QUOTED TEXT>
In the middle 2000s one of my favorite business books was James Surowiecki’s 2004 volume, The Wisdom of Crowds. Surowiecki argues that aggregating individual opinions into a collective judgment will often yield a better decision than one made by experts. For example, Surowiecki describes a fair in Plymouth, England, which was held in 1906. At the fair people were paid to judge the weight of an ox after it was “slaughtered and dressed.” There were 787 responses. When these were averaged together, the result was 1,197 pounds, which was very close to the actual weight of 1,198 pounds. This is an impressive finding, and Surowiecki reviews similar evidence throughout the book.

Among the more interesting real life examples, was Surowiecki’s analysis of the Iowa Electronic Markets (IEM). The IEM are a bundle of nonprofit futures markets. Participants purchase and sell contracts. These contracts function as — for want of a better way to put it — bets on the future. (Actually, that’s a perfect way to put it.) The IEM is best known for predicting the results of political elections. To illustrate, consider a presidential campaign. One could purchase a contract that would pay you $1 if the Republicans are victorious but $0 if the Democrats capture the White House. If you believe that the Republicans are likely to win, then you would perhaps value a Republican victory contract at close to 100 cents. If you believed that the Democrats are likely to prevail, then this contract would be worth much less to you.

The share price fluctuates with the political fortunes of the two parties. When the Republicans pull ahead in the polls (or through other indicators of success), then the value of their contracts rises. People are willing to pay closer to 100 cents if they believe they have a chance of earning a profit. Conversely, if the polls reverse and the Democrats gain ground, there is likely to be a “sell off,” as the investors unload their over-valued Republican shares. The supply of available Republican shares rise, but the demand drops. Hence, the price declines.

RECORDED DATA>

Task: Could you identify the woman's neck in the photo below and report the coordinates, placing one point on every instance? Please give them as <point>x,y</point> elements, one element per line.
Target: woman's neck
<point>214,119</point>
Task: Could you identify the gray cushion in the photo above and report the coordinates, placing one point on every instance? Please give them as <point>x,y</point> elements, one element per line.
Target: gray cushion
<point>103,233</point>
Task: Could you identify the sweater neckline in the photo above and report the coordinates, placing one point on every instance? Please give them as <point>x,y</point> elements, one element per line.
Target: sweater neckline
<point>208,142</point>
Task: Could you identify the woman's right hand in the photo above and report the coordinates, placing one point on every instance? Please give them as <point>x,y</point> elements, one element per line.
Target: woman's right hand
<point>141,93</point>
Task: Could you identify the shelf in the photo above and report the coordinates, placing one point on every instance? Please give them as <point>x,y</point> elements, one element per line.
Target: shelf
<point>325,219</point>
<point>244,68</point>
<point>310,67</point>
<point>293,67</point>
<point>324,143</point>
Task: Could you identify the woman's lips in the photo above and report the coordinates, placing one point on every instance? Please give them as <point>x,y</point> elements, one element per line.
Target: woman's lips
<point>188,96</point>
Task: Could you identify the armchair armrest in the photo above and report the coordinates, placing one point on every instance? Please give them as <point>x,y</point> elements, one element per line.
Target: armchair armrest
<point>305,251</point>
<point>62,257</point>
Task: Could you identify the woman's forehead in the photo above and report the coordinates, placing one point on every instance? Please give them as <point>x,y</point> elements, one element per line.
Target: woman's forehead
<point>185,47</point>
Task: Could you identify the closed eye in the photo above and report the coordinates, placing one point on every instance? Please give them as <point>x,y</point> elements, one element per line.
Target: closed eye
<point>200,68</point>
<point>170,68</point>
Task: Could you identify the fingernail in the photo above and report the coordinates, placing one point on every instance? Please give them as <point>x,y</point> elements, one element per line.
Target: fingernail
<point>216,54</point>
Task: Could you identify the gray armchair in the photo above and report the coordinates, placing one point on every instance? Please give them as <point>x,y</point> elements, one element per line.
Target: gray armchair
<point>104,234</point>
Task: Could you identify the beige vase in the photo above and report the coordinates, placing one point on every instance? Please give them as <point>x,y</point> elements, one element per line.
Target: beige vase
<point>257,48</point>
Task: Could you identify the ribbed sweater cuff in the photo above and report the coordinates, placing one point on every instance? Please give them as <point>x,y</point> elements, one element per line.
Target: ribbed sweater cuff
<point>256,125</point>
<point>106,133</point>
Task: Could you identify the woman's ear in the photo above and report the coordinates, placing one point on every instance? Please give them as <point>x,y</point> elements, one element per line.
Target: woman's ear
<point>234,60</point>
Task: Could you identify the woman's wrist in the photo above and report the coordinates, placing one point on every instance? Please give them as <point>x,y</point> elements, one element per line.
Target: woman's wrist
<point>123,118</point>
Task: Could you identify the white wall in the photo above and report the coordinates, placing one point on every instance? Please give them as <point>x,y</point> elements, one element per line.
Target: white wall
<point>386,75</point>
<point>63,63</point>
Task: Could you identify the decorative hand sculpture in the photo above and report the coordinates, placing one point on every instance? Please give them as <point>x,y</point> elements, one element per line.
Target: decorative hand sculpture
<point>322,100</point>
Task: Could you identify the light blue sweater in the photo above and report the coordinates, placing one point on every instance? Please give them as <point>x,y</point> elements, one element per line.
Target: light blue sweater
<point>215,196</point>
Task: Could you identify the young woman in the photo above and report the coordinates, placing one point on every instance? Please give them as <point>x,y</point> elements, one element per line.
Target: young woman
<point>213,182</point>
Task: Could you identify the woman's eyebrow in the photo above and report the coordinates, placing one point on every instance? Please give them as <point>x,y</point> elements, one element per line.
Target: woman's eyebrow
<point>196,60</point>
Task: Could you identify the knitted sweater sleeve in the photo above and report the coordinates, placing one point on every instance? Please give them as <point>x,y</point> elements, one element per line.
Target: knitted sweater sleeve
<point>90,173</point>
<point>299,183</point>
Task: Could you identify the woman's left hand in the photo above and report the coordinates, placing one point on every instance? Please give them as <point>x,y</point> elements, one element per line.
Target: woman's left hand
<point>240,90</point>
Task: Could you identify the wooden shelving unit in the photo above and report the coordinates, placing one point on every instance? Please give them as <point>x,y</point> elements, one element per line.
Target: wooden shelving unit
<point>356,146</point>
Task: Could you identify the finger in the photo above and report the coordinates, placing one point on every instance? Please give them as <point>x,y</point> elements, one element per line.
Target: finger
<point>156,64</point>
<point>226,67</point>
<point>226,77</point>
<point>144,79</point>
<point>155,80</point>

THE EXERCISE> Reproduce the entire passage on The Wisdom of Crowds and the Iowa Electronic Markets, word for word.

OUTPUT OF THE EXERCISE>
In the middle 2000s one of my favorite business books was James Surowiecki’s 2004 volume, The Wisdom of Crowds. Surowiecki argues that aggregating individual opinions into a collective judgment will often yield a better decision than one made by experts. For example, Surowiecki describes a fair in Plymouth, England, which was held in 1906. At the fair people were paid to judge the weight of an ox after it was “slaughtered and dressed.” There were 787 responses. When these were averaged together, the result was 1,197 pounds, which was very close to the actual weight of 1,198 pounds. This is an impressive finding, and Surowiecki reviews similar evidence throughout the book.

Among the more interesting real life examples, was Surowiecki’s analysis of the Iowa Electronic Markets (IEM). The IEM are a bundle of nonprofit futures markets. Participants purchase and sell contracts. These contracts function as — for want of a better way to put it — bets on the future. (Actually, that’s a perfect way to put it.) The IEM is best known for predicting the results of political elections. To illustrate, consider a presidential campaign. One could purchase a contract that would pay you $1 if the Republicans are victorious but $0 if the Democrats capture the White House. If you believe that the Republicans are likely to win, then you would perhaps value a Republican victory contract at close to 100 cents. If you believed that the Democrats are likely to prevail, then this contract would be worth much less to you.

The share price fluctuates with the political fortunes of the two parties. When the Republicans pull ahead in the polls (or through other indicators of success), then the value of their contracts rises. People are willing to pay closer to 100 cents if they believe they have a chance of earning a profit. Conversely, if the polls reverse and the Democrats gain ground, there is likely to be a “sell off,” as the investors unload their over-valued Republican shares. The supply of available Republican shares rise, but the demand drops. Hence, the price declines.